[START Provided data]
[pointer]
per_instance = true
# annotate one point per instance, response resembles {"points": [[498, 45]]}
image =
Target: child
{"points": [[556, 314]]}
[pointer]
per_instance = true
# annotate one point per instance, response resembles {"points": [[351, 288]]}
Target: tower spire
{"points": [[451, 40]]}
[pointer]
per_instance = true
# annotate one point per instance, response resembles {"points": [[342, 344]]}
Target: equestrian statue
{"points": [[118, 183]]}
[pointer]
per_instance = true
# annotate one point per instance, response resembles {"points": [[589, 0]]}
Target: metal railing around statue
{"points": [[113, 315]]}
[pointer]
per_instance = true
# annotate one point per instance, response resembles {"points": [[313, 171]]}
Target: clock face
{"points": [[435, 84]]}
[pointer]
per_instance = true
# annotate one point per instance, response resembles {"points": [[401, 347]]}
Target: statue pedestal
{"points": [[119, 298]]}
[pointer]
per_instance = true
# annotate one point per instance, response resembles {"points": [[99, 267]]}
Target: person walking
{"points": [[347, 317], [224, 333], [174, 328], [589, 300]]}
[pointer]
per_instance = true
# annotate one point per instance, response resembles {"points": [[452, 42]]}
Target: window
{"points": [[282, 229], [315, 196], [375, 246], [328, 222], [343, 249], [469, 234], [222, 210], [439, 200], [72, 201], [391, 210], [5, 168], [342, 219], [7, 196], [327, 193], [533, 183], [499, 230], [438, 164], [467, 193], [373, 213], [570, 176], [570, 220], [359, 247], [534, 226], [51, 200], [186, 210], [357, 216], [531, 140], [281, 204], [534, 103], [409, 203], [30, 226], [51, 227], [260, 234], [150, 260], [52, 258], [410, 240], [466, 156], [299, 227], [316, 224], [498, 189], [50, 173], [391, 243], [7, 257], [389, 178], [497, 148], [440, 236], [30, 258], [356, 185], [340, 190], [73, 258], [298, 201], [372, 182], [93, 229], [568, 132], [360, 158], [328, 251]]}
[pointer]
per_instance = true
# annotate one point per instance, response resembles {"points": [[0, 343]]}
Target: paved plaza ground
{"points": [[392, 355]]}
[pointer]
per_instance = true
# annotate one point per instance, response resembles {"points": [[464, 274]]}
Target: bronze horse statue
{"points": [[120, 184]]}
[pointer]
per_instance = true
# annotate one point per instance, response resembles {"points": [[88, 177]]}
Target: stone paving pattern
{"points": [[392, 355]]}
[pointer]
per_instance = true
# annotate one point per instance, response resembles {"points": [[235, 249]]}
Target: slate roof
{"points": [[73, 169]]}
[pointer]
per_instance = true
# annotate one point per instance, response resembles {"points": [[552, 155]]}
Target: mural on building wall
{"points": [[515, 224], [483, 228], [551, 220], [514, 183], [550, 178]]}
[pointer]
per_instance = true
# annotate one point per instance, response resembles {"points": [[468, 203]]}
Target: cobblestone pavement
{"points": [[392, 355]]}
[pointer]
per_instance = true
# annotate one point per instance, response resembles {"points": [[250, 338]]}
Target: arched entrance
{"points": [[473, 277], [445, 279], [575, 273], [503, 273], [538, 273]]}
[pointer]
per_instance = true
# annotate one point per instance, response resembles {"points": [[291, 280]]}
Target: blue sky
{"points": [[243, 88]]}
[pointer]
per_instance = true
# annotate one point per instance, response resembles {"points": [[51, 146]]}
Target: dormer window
[END Provided data]
Stated task
The listing above must be transcribed exactly, line by line.

Written response
[pointer]
per_instance = true
# annotate one point per instance, response resembles {"points": [[498, 45]]}
image =
Target: child
{"points": [[556, 314]]}
[pointer]
per_instance = true
# annotate one point per instance, response resembles {"points": [[351, 288]]}
Target: tower spire
{"points": [[451, 40]]}
[pointer]
per_instance = true
# annotate one point per instance, response resembles {"points": [[342, 344]]}
Target: equestrian statue
{"points": [[118, 183]]}
[pointer]
per_instance = true
# annotate one point per instance, response resembles {"points": [[589, 0]]}
Target: metal railing around statue
{"points": [[113, 315]]}
[pointer]
per_instance = true
# annotate one point per instance, response resembles {"points": [[313, 171]]}
Target: clock face
{"points": [[435, 84]]}
[pointer]
per_instance = true
# annotate one point per instance, response resembles {"points": [[401, 347]]}
Target: statue pedestal
{"points": [[119, 298]]}
[pointer]
per_instance = true
# annotate one point per instance, response resembles {"points": [[99, 267]]}
Target: person walking
{"points": [[347, 317], [224, 333], [174, 328], [589, 300]]}
[pointer]
per_instance = true
# annotate one point per instance, response resembles {"points": [[452, 42]]}
Target: window
{"points": [[282, 229], [315, 196], [375, 246], [328, 222], [343, 249], [469, 234], [222, 210], [439, 200], [72, 201], [391, 210], [5, 168], [342, 219], [7, 196], [327, 193], [533, 183], [499, 230], [438, 164], [467, 193], [373, 213], [570, 176], [570, 220], [359, 247], [534, 226], [51, 200], [186, 210], [357, 216], [531, 140], [281, 204], [534, 103], [409, 203], [30, 226], [51, 227], [260, 234], [150, 260], [52, 258], [410, 240], [466, 156], [299, 227], [316, 224], [498, 189], [50, 173], [391, 243], [7, 257], [389, 178], [497, 148], [440, 236], [30, 258], [356, 185], [340, 190], [73, 258], [298, 201], [372, 182], [93, 229], [568, 132], [360, 158], [328, 251]]}
[pointer]
per_instance = true
# annotate one point per instance, response resembles {"points": [[0, 343]]}
Target: paved plaza ground
{"points": [[392, 355]]}
[pointer]
per_instance = true
# annotate one point per instance, response resembles {"points": [[464, 274]]}
Target: bronze horse statue
{"points": [[120, 184]]}
[pointer]
per_instance = true
# annotate one point per instance, response resembles {"points": [[88, 177]]}
Target: stone paving pattern
{"points": [[392, 355]]}
[pointer]
per_instance = true
# annotate one point per instance, response resembles {"points": [[235, 249]]}
Target: slate roof
{"points": [[73, 169]]}
[pointer]
per_instance = true
# annotate one point per instance, response resembles {"points": [[552, 155]]}
Target: mural on building wall
{"points": [[515, 224], [483, 228], [551, 220], [514, 183], [550, 178]]}
[pointer]
per_instance = true
# annotate one point per instance, response resembles {"points": [[468, 203]]}
Target: cobblestone pavement
{"points": [[392, 355]]}
[pointer]
per_instance = true
# annotate one point per instance, response resembles {"points": [[250, 338]]}
Target: arched entrance
{"points": [[473, 277], [445, 279], [575, 273], [503, 273], [538, 273]]}
[pointer]
per_instance = true
# annotate one point per instance, response resembles {"points": [[291, 280]]}
Target: blue sky
{"points": [[243, 88]]}
[pointer]
per_instance = true
# annotate one point per instance, response resembles {"points": [[51, 146]]}
Target: dormer window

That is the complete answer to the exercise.